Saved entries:
++++++++++

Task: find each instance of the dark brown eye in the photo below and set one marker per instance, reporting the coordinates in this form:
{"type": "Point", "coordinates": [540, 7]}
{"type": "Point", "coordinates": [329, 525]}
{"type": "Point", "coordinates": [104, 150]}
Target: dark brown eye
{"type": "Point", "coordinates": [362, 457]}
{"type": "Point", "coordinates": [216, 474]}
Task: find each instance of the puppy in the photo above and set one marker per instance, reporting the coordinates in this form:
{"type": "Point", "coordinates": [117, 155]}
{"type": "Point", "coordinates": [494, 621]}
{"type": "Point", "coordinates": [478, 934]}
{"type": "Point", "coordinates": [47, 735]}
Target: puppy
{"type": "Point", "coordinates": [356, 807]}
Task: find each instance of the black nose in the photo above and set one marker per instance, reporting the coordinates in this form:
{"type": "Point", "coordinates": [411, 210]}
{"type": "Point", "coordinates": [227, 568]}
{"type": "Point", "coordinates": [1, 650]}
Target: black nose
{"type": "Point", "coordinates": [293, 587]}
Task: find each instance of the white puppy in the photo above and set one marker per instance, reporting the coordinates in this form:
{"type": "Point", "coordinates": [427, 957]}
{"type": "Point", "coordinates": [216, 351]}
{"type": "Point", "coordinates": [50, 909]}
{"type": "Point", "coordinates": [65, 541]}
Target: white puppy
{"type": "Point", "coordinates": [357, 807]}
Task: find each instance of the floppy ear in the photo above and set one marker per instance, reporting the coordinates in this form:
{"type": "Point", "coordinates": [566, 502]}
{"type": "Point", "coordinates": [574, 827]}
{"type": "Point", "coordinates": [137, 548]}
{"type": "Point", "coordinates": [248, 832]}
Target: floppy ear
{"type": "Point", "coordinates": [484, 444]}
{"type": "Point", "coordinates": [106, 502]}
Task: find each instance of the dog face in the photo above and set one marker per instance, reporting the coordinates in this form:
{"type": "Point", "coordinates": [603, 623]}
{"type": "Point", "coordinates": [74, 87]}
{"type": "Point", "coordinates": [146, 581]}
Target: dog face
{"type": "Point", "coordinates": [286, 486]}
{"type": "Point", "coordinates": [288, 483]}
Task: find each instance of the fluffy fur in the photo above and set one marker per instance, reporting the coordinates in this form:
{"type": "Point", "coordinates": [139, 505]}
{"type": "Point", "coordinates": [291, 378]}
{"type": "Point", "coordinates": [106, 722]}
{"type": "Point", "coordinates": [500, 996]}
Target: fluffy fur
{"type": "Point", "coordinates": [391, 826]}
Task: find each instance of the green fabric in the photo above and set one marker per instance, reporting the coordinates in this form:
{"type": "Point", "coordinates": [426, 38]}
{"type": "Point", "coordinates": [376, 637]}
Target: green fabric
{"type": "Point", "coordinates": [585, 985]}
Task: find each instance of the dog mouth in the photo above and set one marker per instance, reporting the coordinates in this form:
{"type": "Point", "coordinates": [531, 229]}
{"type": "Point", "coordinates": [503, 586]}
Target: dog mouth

++++++++++

▸ **Task brief**: Check each line of these records for the string "marker" and state only how many lines have it.

▸ **Response to this exercise**: 9